PROBLEM TO WORK ON:
Could you echo back every one of the rows below, word for word and line for line, without altering anything?

[start GIVEN ENTRIES]

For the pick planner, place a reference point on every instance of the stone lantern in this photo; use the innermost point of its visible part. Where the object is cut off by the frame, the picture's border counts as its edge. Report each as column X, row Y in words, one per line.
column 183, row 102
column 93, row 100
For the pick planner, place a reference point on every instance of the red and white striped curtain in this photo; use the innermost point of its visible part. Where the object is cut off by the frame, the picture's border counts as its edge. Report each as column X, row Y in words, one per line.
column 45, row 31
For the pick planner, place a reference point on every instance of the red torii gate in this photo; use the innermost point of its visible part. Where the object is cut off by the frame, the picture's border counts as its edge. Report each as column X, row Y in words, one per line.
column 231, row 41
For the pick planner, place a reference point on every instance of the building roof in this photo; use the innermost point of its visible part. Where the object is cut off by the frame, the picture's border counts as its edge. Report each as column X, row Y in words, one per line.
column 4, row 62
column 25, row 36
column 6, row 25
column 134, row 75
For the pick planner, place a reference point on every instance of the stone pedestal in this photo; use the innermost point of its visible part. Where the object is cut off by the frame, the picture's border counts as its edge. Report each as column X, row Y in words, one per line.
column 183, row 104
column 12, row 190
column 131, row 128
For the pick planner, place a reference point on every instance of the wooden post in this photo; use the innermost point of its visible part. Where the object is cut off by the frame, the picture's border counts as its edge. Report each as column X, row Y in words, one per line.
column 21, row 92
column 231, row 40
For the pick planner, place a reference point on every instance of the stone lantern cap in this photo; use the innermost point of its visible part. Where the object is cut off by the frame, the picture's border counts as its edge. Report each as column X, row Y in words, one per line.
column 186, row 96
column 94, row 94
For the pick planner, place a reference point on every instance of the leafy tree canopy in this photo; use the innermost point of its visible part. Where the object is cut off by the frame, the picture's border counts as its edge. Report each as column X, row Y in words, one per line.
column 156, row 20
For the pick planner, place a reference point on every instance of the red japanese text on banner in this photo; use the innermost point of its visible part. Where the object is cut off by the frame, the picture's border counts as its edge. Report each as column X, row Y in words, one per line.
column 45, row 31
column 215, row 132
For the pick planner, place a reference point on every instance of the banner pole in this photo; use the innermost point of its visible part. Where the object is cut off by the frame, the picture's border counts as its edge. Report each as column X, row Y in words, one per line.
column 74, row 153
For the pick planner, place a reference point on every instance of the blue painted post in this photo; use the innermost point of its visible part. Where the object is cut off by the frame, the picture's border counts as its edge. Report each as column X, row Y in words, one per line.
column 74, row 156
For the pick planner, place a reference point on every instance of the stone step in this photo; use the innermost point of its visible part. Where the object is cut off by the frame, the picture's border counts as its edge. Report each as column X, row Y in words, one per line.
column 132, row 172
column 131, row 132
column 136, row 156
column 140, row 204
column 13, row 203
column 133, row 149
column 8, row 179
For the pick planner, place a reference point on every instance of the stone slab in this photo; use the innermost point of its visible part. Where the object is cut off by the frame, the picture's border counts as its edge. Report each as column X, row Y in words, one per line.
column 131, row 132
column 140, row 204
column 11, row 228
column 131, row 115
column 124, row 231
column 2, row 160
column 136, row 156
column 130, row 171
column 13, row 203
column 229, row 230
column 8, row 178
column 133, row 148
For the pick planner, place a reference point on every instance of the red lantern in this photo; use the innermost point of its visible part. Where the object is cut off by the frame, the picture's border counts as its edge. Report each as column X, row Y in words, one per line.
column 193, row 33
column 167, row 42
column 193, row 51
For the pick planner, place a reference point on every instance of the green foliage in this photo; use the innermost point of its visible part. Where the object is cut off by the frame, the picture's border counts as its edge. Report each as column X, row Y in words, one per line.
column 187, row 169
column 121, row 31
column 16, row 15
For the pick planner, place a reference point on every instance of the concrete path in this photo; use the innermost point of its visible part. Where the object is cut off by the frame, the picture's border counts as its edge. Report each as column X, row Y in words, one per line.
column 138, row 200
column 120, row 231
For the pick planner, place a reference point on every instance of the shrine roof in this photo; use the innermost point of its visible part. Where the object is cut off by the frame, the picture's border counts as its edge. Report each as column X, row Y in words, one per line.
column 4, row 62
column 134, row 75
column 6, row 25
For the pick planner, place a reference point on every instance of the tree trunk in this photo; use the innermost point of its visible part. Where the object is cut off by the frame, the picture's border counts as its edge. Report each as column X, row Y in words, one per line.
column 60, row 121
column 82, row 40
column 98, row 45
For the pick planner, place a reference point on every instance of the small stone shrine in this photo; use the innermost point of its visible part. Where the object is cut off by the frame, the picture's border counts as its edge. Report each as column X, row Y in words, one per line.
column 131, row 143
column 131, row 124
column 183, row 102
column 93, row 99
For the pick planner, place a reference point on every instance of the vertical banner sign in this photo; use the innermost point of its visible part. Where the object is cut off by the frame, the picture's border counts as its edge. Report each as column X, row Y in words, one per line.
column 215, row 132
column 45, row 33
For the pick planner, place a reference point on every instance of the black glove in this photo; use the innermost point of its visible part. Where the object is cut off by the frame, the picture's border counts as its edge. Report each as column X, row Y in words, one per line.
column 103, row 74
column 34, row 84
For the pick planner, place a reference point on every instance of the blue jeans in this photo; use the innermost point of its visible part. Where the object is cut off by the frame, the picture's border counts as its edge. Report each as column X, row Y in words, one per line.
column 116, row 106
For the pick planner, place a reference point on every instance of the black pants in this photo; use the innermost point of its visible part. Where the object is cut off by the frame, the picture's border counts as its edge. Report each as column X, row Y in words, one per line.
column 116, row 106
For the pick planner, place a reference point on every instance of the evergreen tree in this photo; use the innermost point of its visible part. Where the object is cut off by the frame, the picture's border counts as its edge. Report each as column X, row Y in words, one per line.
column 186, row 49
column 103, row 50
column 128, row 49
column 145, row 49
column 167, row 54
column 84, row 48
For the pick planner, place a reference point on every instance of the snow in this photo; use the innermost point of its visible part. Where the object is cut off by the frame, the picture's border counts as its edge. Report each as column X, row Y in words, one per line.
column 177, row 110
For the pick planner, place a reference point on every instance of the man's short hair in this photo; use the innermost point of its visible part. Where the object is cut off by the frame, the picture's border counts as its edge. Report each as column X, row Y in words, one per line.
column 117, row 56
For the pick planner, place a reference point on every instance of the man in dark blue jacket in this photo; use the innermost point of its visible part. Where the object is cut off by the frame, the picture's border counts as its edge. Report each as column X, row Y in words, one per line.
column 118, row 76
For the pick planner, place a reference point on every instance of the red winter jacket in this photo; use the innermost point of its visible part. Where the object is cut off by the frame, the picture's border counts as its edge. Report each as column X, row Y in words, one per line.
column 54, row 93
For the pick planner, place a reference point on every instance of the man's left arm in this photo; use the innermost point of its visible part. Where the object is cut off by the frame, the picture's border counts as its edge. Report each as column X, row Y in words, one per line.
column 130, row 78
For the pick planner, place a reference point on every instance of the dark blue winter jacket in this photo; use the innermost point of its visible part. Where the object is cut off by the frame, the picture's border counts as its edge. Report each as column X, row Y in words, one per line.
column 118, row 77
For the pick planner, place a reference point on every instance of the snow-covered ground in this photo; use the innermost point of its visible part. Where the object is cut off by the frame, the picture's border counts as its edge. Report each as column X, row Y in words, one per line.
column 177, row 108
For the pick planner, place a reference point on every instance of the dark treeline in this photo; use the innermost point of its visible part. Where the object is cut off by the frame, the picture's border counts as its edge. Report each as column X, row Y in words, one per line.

[end GIVEN ENTRIES]

TASK ANSWER:
For the pick planner, place a reference point on every instance of the stone lantern in this photo; use the innermost point of its visible part. Where the object is cut off by the frame, the picture's border counts as its edge. Report each as column X, row Y in words, one per line.
column 183, row 102
column 93, row 100
For the pick planner, place a reference point on every instance of the red and white striped curtain in this photo; use the innermost point of its visible part. Where the object is cut off by the frame, the picture's border counts as its edge. Report each as column X, row Y in words, one per line.
column 45, row 31
For the pick planner, place a reference point on every instance of the red torii gate in this photo; use the innermost point of its visible part. Where the object is cut off by the frame, the picture's border counts as its edge. Report each as column X, row Y in words, one per line.
column 231, row 41
For the pick planner, place a reference point on every instance of the building roof in this photo; use the innermost point of its visible part. Where the object is cut off by the frame, the picture's border counts as its edge. Report each as column X, row Y in words, one per line.
column 4, row 62
column 25, row 36
column 6, row 25
column 134, row 75
For the pick planner, place a reference point on every instance of the stone pedestal in this photo; use the innermost point of its visible part. Where the object is cut off by the frame, the picture's border counts as its edge. Report each as column X, row Y in words, one per line.
column 183, row 104
column 12, row 190
column 131, row 128
For the pick planner, place a reference point on every instance of the wooden post in this photo; use the innermost point of its visible part. Where the object is cut off by the frame, the picture's border counts as its edge. Report each as column X, row Y in words, one per line.
column 21, row 92
column 231, row 40
For the pick planner, place a reference point on every instance of the stone lantern cap in this photo; use the innermost point of its visible part. Where the object is cut off by the frame, the picture's border counts as its edge. Report each as column X, row Y in words, one per line.
column 186, row 96
column 94, row 94
For the pick planner, place a reference point on every instance of the leafy tree canopy in this photo; use the innermost point of its visible part. Where the object is cut off by the frame, the picture's border counts as its edge. Report each as column X, row Y in words, one per line.
column 156, row 20
For the pick planner, place a reference point on every instance of the red japanese text on banner in this photo; use the innermost point of its visible part. Where the object is cut off by the frame, the picture's border counts as its edge. Report each as column X, row Y in words, one per line.
column 45, row 31
column 215, row 132
For the pick planner, place a reference point on every instance of the banner pole in this photo; use the innermost point of its visible part. Where the object is cut off by the frame, the picture's border counts as its edge. Report each as column X, row Y in words, one per line.
column 74, row 153
For the pick planner, place a reference point on every instance of the blue painted post in this photo; use the innermost point of its visible part. Where the object is cut off by the frame, the picture's border counts as its edge. Report each as column X, row Y in words, one per line.
column 74, row 156
For the pick planner, place a reference point on every instance of the stone step in this photo; use the innermost point of its visible part. Where the object is cut off by the frame, the picture's border counts as its edge. Report each as column X, row Y in words, one per line.
column 132, row 172
column 131, row 132
column 136, row 156
column 140, row 204
column 13, row 203
column 133, row 149
column 8, row 179
For the pick planner, place a reference point on every instance of the stone slab in this photo; use the innermost point of its visible part. Where the object is cut off by the frame, the picture's border counts as its edge. Report each as column X, row Y in words, one per line.
column 131, row 132
column 140, row 204
column 11, row 228
column 131, row 115
column 124, row 231
column 2, row 160
column 136, row 156
column 130, row 171
column 13, row 203
column 229, row 230
column 8, row 178
column 133, row 148
For the pick planner, place a reference point on every instance of the red lantern in this photo; use the innermost point of its visible part. Where the object is cut off by the frame, the picture's border counts as its edge. Report each as column X, row Y in words, one per line.
column 193, row 33
column 167, row 42
column 193, row 51
For the pick planner, place a reference point on every instance of the green foliage in this photo; use the innermost point of its visible part. Where the object is cut off by the frame, the picture's border counts as its edge. Report each as column X, row Y in words, one per line.
column 187, row 169
column 121, row 31
column 16, row 15
For the pick planner, place a reference point on every instance of the concrete path in this photo; use the innermost point of its visible part. Where the object is cut off by the frame, the picture's border counts as its edge. Report each as column X, row Y in words, one per line.
column 138, row 200
column 120, row 231
For the pick planner, place a reference point on every instance of the shrine roof in this photo; use the innermost point of its visible part. Where the object is cut off by the frame, the picture's border counts as its edge. Report each as column X, row Y in words, one per line.
column 4, row 62
column 134, row 75
column 6, row 25
For the pick planner, place a reference point on every instance of the tree trunk in this photo; use the innermost point of its visible part. Where the object is cut off by the frame, the picture's border counts as its edge. Report each as column X, row Y in words, one per line.
column 60, row 121
column 82, row 40
column 98, row 45
For the pick planner, place a reference point on every instance of the small stone shrine in this photo; use the innermost point of its visible part. Where the object is cut off by the frame, the picture's border counts as its edge. Report each as column X, row Y in words, one per line.
column 131, row 143
column 131, row 124
column 183, row 102
column 93, row 99
For the pick planner, place a reference point on every instance of the vertical banner sign in this photo; use the innermost point of its visible part. Where the object is cut off by the frame, the picture's border counts as its edge. Report each as column X, row Y in words, one per line.
column 215, row 132
column 45, row 33
For the pick planner, place a reference point on every instance of the black glove in this photo; use the innermost point of its visible part. Where the object is cut off by the frame, the picture's border counts as its edge. Report each as column X, row Y in words, one per line.
column 103, row 74
column 34, row 84
For the pick planner, place a reference point on every instance of the blue jeans in this photo; use the innermost point of its visible part. Where the object is cut off by the frame, the picture's border counts as its edge. Report each as column X, row Y in words, one per line.
column 116, row 106
For the pick planner, place a reference point on every instance of the black pants in this photo; use the innermost point of its visible part. Where the object is cut off by the frame, the picture's border counts as its edge. Report each as column X, row Y in words, one per line.
column 116, row 106
For the pick planner, place a reference point on every instance of the evergreen tree in this photo; use the innermost point of its visible part. Where the object is cut off by the frame, the picture's border counts as its edge. Report each as column X, row Y in words, one per line.
column 186, row 49
column 103, row 50
column 128, row 49
column 145, row 49
column 167, row 54
column 84, row 48
For the pick planner, place a reference point on every instance of the snow in this photo; use the innermost point of its visible part. Where the object is cut off by the frame, the picture's border counts as its edge. Report each as column X, row Y in words, one per line.
column 177, row 110
For the pick planner, place a reference point on every instance of the man's short hair in this photo; use the innermost point of its visible part. Where the object is cut off by the frame, the picture's border counts as its edge. Report each as column X, row Y in words, one per line.
column 117, row 56
For the pick planner, place a reference point on every instance of the man in dark blue jacket in this photo; use the innermost point of its visible part. Where the object is cut off by the frame, the picture's border counts as its edge. Report each as column X, row Y in words, one per line.
column 118, row 76
For the pick planner, place a reference point on every instance of the red winter jacket in this photo; use the innermost point of its visible part. Where the object is cut off by the frame, the picture's border counts as its edge. Report each as column X, row Y in words, one per line.
column 54, row 93
For the pick planner, place a reference point on every instance of the man's left arm in this photo; use the innermost point of its visible part. Where the object is cut off by the frame, the picture's border counts as its edge. Report each as column X, row Y in words, one per line.
column 130, row 78
For the pick planner, place a reference point on every instance of the dark blue winter jacket in this photo; use the innermost point of its visible part. Where the object is cut off by the frame, the picture's border counts as its edge. Report each as column X, row Y in words, one per line.
column 118, row 77
For the pick planner, place a reference point on every instance of the snow-covered ground in this photo; use the innermost point of its visible part. Where the object is cut off by the frame, the picture's border counts as its edge. Report each as column X, row Y in words, one per line.
column 177, row 108
For the pick planner, place a reference point on every instance of the dark treeline in this photo; use the innermost point of its visible part. Where the object is cut off by the frame, the picture's border counts as its edge. Report each as column X, row Y in words, one per line.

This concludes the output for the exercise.